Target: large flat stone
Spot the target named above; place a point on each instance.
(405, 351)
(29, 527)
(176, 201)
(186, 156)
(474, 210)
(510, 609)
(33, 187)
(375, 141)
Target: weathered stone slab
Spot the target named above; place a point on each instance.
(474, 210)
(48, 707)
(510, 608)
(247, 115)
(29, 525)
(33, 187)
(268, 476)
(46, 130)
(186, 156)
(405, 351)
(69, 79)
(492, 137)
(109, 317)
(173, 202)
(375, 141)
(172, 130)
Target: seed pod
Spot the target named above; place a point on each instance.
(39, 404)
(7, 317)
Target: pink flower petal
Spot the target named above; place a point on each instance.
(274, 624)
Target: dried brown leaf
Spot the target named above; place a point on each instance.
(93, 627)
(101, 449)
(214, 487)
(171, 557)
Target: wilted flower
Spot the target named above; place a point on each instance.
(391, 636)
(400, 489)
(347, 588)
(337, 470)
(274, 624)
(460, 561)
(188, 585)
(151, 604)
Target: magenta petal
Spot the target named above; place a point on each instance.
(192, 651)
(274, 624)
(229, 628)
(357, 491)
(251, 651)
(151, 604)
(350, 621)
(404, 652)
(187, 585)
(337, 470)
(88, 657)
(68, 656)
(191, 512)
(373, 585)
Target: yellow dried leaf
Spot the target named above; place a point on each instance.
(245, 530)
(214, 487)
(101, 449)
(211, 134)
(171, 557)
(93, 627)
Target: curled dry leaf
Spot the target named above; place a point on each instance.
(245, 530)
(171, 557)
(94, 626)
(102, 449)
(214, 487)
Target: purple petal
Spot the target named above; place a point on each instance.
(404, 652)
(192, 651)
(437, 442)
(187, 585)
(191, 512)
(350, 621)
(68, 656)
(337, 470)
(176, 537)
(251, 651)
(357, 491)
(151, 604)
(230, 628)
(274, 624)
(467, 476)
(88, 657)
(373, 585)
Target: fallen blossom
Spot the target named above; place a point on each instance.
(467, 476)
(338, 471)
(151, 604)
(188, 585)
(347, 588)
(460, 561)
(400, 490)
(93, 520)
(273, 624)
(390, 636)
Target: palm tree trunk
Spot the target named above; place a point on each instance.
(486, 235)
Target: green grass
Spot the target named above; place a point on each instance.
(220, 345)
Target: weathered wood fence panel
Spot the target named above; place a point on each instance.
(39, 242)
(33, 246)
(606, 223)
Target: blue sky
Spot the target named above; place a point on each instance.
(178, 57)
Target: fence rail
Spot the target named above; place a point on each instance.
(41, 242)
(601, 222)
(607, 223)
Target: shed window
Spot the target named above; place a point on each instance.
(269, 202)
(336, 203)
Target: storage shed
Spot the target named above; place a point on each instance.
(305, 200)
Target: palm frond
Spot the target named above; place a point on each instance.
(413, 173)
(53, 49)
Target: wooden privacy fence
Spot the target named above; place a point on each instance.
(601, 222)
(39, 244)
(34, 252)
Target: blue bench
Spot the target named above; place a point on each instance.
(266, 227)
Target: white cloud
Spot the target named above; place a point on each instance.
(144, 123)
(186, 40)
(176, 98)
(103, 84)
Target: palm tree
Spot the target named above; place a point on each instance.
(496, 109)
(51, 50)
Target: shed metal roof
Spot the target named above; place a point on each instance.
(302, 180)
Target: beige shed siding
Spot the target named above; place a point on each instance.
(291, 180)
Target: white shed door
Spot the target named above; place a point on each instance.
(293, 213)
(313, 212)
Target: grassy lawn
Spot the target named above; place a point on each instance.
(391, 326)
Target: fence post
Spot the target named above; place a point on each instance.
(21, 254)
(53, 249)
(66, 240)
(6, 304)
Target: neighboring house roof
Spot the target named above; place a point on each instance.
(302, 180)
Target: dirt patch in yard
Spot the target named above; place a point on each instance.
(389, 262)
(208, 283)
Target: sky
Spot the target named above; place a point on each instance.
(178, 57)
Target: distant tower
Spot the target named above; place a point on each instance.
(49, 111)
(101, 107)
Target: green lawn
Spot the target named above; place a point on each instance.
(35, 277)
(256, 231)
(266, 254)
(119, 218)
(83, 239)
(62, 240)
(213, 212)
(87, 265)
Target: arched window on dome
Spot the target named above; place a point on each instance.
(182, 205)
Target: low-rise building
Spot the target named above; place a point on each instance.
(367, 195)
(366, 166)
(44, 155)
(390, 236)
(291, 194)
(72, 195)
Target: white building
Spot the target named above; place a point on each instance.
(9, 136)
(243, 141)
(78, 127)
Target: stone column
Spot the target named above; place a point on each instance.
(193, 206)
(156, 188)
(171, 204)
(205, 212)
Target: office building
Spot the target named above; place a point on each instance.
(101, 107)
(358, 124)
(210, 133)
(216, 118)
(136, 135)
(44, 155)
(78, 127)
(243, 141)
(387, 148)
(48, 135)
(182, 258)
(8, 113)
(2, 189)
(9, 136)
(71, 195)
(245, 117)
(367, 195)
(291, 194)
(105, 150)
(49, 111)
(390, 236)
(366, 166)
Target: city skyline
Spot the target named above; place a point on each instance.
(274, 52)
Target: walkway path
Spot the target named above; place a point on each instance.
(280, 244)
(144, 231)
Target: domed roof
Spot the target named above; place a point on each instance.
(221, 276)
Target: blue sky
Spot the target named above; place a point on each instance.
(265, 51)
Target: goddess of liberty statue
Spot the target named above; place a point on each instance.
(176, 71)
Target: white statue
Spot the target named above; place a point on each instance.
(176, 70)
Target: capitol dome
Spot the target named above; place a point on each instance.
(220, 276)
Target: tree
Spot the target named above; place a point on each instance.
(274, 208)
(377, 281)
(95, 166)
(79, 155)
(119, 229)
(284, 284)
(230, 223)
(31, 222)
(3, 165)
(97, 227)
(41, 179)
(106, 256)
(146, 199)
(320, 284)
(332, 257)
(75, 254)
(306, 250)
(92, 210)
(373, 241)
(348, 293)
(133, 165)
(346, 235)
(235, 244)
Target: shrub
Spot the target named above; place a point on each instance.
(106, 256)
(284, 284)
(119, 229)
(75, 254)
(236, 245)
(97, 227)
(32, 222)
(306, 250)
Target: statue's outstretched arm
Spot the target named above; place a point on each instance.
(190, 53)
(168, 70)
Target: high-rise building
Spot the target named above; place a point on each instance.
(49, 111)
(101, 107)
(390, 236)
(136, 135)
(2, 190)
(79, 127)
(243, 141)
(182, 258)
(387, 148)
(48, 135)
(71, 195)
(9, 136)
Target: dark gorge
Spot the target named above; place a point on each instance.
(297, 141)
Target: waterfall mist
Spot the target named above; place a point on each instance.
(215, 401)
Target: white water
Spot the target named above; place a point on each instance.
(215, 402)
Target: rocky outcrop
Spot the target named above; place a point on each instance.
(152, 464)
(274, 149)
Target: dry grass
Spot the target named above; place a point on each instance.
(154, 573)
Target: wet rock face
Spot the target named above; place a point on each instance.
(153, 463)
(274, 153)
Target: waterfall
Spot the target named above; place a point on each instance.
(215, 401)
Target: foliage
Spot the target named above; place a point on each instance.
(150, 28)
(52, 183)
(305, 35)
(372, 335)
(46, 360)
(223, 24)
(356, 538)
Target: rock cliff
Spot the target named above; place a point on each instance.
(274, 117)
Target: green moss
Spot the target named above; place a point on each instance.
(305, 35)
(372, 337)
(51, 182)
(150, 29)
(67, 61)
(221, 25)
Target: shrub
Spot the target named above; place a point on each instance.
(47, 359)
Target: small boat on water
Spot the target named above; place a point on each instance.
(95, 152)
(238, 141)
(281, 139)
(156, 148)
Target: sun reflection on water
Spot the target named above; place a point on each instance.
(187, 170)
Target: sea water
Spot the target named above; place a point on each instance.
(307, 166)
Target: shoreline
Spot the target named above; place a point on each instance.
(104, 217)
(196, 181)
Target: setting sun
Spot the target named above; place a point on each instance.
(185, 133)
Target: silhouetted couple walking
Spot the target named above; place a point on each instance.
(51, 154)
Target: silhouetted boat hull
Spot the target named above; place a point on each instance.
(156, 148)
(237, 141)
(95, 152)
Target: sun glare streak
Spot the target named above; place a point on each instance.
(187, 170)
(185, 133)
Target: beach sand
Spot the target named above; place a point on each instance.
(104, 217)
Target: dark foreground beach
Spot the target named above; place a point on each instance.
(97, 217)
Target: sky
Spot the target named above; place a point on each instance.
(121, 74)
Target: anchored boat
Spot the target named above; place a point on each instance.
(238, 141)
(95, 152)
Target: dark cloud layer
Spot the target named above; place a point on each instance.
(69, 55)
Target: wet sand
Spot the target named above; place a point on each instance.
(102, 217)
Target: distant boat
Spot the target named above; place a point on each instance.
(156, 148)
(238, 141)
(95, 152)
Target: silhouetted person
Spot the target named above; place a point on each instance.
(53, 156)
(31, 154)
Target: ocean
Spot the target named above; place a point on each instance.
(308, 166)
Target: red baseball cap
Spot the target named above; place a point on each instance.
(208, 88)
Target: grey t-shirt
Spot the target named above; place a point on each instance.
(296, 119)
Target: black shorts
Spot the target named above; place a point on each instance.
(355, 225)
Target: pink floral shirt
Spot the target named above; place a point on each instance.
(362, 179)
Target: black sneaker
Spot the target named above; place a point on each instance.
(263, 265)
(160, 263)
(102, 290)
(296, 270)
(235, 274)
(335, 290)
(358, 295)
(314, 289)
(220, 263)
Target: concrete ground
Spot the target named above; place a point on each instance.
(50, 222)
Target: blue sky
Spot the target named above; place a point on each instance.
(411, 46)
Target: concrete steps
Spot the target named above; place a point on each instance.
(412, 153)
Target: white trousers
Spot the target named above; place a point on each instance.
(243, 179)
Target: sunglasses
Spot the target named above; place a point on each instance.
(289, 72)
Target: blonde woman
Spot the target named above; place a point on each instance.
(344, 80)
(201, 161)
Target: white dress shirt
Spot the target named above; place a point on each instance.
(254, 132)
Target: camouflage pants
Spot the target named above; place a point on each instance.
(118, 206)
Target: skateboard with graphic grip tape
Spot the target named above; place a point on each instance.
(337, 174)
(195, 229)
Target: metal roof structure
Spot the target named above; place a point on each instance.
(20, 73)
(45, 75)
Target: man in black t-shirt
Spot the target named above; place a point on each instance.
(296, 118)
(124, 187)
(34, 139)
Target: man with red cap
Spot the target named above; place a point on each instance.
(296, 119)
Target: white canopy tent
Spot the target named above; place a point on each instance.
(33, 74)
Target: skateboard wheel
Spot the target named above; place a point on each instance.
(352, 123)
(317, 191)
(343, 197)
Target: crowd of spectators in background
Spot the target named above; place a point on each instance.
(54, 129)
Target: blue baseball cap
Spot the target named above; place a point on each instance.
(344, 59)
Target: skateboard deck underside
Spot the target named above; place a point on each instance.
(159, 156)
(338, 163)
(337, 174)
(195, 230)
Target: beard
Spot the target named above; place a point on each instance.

• WHAT THE EXERCISE ASKS: Repeat exactly the lines from the line containing "Target: blonde woman" through the last line of the records above, including both, and nothing else.

• EXPECTED OUTPUT:
Target: blonde woman
Spot the target named above; place a point on each instance.
(344, 80)
(201, 161)
Target: white dress shirt
Spot the target named above; place a point on each instance.
(254, 132)
Target: camouflage pants
Spot the target named above; place a point on each instance.
(118, 206)
Target: skateboard with graphic grip tape
Spot the target named above; place a point on each instance.
(337, 174)
(195, 229)
Target: metal roof structure
Spot the target named above; place a point on each instance.
(20, 73)
(45, 75)
Target: man in black t-shirt
Spot the target named above; place a point on each instance.
(296, 118)
(124, 187)
(34, 139)
Target: man with red cap
Spot the target named above; place a point on each instance.
(296, 119)
Target: white canopy tent
Spot the target named above; place a point on each instance.
(33, 74)
Target: skateboard wheel
Spot the target named above; place a point on each instance.
(352, 123)
(317, 191)
(343, 197)
Target: crowd of spectators in background
Spot the target named above; place a point on each instance.
(54, 129)
Target: blue baseball cap
Spot the target named above; place a point on each instance.
(344, 59)
Target: skateboard deck underside
Spot the target named above; place a point on each instance.
(159, 156)
(338, 163)
(337, 174)
(195, 230)
Target: beard
Spot the target named above; place a point on each instance.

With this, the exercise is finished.